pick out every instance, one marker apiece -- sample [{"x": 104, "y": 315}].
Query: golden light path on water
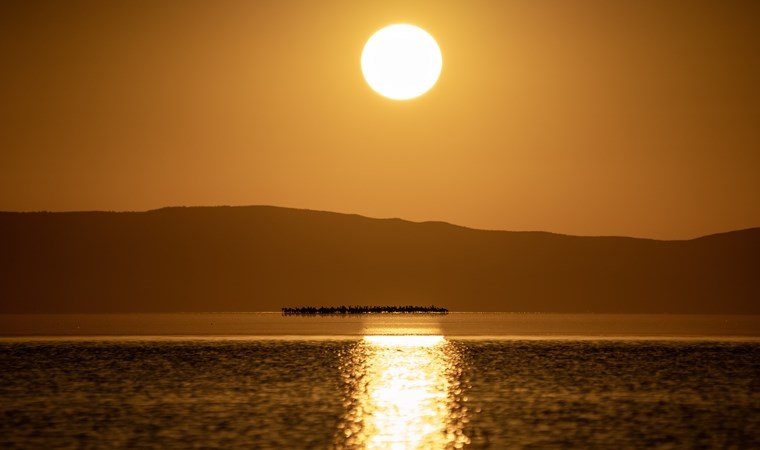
[{"x": 403, "y": 392}]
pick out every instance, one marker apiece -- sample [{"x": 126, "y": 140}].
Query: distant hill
[{"x": 262, "y": 258}]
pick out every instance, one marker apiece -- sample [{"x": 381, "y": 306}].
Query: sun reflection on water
[{"x": 403, "y": 392}]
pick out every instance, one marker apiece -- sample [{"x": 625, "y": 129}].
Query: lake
[{"x": 468, "y": 380}]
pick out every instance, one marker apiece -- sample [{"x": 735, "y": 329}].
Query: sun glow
[
  {"x": 404, "y": 394},
  {"x": 401, "y": 61}
]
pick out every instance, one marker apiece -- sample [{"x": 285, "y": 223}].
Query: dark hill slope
[{"x": 261, "y": 258}]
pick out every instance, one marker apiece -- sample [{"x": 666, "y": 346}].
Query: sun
[{"x": 401, "y": 61}]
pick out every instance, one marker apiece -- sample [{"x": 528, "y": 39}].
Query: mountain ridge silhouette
[{"x": 261, "y": 258}]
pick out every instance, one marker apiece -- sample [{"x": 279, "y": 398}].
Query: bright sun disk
[{"x": 401, "y": 62}]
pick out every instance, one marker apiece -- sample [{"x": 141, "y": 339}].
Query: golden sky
[{"x": 589, "y": 117}]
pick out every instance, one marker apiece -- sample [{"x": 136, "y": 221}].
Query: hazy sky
[{"x": 630, "y": 117}]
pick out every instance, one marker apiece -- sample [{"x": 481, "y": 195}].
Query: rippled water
[{"x": 378, "y": 392}]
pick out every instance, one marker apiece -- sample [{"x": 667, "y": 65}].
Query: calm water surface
[{"x": 379, "y": 391}]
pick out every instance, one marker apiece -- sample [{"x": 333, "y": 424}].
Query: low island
[{"x": 323, "y": 310}]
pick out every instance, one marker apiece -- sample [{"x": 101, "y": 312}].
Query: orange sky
[{"x": 631, "y": 117}]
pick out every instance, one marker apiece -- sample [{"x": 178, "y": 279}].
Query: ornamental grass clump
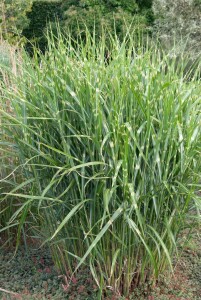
[{"x": 108, "y": 140}]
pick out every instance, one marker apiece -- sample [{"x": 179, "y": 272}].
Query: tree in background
[
  {"x": 13, "y": 18},
  {"x": 95, "y": 13},
  {"x": 179, "y": 21}
]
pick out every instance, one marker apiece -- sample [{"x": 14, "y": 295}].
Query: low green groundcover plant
[{"x": 108, "y": 139}]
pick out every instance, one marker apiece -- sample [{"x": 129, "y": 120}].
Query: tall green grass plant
[{"x": 109, "y": 150}]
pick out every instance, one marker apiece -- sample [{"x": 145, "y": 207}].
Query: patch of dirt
[{"x": 32, "y": 276}]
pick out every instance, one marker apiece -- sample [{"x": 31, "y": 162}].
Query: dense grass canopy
[{"x": 108, "y": 146}]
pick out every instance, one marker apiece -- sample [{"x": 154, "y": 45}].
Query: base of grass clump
[{"x": 33, "y": 276}]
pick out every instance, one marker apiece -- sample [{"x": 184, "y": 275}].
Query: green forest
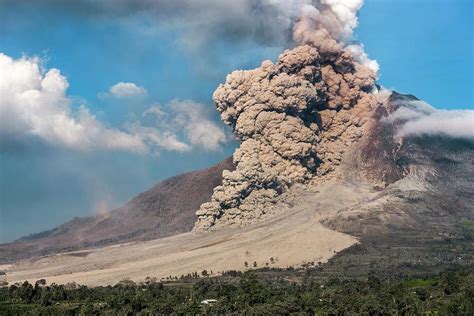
[{"x": 448, "y": 293}]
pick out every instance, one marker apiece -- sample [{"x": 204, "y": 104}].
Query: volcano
[{"x": 402, "y": 205}]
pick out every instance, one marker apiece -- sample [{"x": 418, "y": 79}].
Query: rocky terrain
[
  {"x": 166, "y": 209},
  {"x": 397, "y": 206}
]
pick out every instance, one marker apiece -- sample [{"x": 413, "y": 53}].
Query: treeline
[{"x": 450, "y": 293}]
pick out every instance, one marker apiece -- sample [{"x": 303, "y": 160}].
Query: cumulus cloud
[
  {"x": 194, "y": 120},
  {"x": 126, "y": 90},
  {"x": 417, "y": 118},
  {"x": 33, "y": 102}
]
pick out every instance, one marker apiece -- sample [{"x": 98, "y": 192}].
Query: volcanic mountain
[
  {"x": 398, "y": 205},
  {"x": 166, "y": 209}
]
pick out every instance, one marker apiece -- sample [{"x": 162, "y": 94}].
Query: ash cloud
[
  {"x": 295, "y": 118},
  {"x": 418, "y": 118},
  {"x": 202, "y": 23}
]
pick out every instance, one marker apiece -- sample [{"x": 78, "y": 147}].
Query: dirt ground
[{"x": 292, "y": 238}]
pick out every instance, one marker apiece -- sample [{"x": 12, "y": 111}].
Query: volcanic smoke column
[
  {"x": 280, "y": 112},
  {"x": 296, "y": 118}
]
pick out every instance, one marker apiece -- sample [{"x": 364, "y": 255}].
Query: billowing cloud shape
[
  {"x": 33, "y": 102},
  {"x": 126, "y": 90},
  {"x": 194, "y": 120},
  {"x": 417, "y": 118},
  {"x": 200, "y": 23}
]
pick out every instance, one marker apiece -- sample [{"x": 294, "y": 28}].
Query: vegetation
[{"x": 449, "y": 293}]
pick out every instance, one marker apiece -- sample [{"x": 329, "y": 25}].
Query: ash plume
[{"x": 295, "y": 118}]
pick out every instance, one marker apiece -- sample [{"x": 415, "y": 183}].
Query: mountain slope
[{"x": 168, "y": 208}]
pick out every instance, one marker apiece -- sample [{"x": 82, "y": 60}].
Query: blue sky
[{"x": 423, "y": 47}]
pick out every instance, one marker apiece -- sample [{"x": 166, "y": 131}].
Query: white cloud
[
  {"x": 34, "y": 102},
  {"x": 126, "y": 90},
  {"x": 420, "y": 118},
  {"x": 193, "y": 120}
]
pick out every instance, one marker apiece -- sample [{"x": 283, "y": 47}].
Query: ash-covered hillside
[{"x": 166, "y": 209}]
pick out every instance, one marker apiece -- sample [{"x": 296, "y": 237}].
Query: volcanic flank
[
  {"x": 321, "y": 174},
  {"x": 295, "y": 119}
]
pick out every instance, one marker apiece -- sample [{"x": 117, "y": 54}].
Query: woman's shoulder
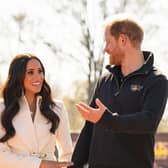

*Exercise description:*
The copy must start at the line containing "Query: ash plume" and stop at the last line of the listing, both included, with every line exact and no pictures.

*Exercise response:*
Query: ash plume
[{"x": 295, "y": 118}]
pick out every instance, one marker apiece -- sample [{"x": 415, "y": 183}].
Query: mountain slope
[{"x": 168, "y": 208}]
pick out every instance, one marker apiece -- sample [{"x": 82, "y": 60}].
Query: blue sky
[{"x": 423, "y": 47}]
pick out every instance, one marker apiece -- sample [{"x": 166, "y": 131}].
Query: white cloud
[
  {"x": 34, "y": 102},
  {"x": 126, "y": 90},
  {"x": 420, "y": 118},
  {"x": 193, "y": 120}
]
pick out every instance, one marker apiece -- sample [{"x": 283, "y": 47}].
Query: ash-covered hillside
[{"x": 166, "y": 209}]
pick out every instance, one marker apiece -- sample [{"x": 296, "y": 237}].
Query: volcanic flank
[
  {"x": 321, "y": 174},
  {"x": 295, "y": 119}
]
pick out every instance, one marker apiece -- sample [{"x": 117, "y": 54}].
Query: woman's shoulder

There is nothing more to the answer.